→ **What to do**
Everything from the line containing "the form (275,194)." through the last line of the records below should be printed exactly, please, and nothing else.
----- Information provided
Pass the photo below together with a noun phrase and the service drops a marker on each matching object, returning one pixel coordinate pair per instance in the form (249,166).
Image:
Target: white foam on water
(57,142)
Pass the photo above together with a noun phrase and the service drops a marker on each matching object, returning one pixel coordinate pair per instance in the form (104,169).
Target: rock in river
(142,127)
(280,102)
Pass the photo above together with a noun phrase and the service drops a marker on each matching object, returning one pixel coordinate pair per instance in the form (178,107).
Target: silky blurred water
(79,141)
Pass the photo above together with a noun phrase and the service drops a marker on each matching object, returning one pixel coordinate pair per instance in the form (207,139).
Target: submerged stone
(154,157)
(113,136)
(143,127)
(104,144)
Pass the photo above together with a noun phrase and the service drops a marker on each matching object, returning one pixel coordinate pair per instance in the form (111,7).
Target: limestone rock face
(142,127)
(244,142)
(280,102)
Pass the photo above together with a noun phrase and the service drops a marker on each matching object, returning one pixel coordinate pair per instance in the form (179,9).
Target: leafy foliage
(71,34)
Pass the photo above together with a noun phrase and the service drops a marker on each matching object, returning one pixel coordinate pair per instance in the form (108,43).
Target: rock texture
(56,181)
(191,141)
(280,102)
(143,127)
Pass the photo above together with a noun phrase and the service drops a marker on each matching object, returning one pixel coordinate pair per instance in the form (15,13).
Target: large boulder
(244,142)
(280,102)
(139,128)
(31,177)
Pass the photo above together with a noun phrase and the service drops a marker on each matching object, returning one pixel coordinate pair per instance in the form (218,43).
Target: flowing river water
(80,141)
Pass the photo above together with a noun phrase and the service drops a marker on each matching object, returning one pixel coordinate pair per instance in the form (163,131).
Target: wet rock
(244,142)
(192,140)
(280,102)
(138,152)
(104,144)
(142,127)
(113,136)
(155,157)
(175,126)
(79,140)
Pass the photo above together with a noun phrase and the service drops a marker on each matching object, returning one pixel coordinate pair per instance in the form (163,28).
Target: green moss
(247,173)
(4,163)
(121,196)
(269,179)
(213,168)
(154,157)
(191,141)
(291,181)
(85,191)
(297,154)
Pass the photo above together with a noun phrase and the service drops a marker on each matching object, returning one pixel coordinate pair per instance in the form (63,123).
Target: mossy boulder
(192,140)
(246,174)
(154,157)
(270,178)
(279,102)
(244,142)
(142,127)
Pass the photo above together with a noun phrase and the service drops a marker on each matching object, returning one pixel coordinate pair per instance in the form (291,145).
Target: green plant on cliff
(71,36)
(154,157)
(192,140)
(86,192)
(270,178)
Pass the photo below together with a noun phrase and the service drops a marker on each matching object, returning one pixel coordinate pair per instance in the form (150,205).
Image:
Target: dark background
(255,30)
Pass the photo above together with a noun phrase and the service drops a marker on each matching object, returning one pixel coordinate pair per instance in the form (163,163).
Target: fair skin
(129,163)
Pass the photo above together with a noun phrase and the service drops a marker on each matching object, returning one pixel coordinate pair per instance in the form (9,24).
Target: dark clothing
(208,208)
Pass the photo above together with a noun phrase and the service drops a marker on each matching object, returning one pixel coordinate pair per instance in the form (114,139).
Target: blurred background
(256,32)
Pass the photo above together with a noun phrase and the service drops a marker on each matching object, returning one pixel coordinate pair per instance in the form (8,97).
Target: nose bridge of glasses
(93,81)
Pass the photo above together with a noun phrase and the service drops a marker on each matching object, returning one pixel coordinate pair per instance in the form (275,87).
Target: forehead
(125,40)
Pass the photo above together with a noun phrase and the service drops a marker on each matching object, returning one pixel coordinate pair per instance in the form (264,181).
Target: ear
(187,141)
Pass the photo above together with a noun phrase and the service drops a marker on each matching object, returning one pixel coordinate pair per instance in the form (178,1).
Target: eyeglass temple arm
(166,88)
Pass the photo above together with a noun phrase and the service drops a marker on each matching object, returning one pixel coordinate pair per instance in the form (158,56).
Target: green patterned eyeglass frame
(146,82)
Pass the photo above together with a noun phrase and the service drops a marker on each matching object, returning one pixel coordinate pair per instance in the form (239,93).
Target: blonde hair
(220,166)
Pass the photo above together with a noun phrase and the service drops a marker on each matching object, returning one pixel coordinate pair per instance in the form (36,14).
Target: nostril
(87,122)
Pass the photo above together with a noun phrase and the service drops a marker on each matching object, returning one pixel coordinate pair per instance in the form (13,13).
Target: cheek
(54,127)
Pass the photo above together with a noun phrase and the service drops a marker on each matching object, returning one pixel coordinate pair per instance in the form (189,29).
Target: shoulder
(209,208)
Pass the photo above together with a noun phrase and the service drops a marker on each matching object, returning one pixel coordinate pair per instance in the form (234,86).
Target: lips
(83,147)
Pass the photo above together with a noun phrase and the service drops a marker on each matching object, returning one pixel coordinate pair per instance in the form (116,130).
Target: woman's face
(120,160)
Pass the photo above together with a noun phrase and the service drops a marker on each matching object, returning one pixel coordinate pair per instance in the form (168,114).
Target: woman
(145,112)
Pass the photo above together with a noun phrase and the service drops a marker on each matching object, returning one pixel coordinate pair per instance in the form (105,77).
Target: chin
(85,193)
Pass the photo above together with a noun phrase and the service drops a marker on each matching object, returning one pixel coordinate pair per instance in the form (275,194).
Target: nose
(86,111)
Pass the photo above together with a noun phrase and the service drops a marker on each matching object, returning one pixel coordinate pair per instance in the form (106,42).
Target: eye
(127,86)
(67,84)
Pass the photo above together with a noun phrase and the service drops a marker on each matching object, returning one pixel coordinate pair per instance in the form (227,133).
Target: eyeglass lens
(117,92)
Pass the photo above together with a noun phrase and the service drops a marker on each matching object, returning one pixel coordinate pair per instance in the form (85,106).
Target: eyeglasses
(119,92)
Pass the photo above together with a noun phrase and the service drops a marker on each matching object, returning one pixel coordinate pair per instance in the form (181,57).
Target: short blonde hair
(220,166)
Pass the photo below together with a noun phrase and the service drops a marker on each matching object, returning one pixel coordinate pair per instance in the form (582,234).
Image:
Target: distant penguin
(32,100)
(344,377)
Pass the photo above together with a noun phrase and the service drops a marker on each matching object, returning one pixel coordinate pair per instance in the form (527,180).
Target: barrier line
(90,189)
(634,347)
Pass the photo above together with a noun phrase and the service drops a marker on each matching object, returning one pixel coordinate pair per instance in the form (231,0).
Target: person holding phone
----------
→ **Complete response**
Pass the photo above together with a noun phrase and the service drops a marker on each matching object, returning one pixel coordinate pair per instance in the form (275,194).
Target: nose
(86,111)
Pass the photo above together with a noun phrase and the service drops a marker on each matching object, returning one pixel coordinate pair per instance in the form (106,42).
Target: eye
(127,86)
(67,84)
Pass the photo above together with a noun phrase and the service drops a marker on each matching object, returning one pixel coordinate pair per instance in the form (227,133).
Target: eyeglass lens
(117,92)
Pass the photo above together with a noun phrase and the service drops a marker on each matching object, returning one pixel coordinate pair per instance in the form (85,106).
Target: eyeglasses
(119,92)
Pass the photo above together with a noun phrase and the service drops a marker on each matching object, returning one pixel coordinate pair per instance in the form (181,57).
Target: short blonde hair
(220,166)
Pass the photo below together with a noun phrase and the service drops a marker on each matching object, returning one pixel coordinate pair per instance in the form (582,234).
Image:
Target: distant penguin
(32,100)
(344,377)
Pass the photo above together with a noun phrase and the service drops a marker on each matching object, returning one pixel coordinate pair per instance in the form (527,180).
Target: barrier line
(90,189)
(634,347)
Pass the photo above together with a noun phrase and the service drops a marker on each matching object, returning one pixel coordinate pair per instance in the form (231,0).
Target: person holding phone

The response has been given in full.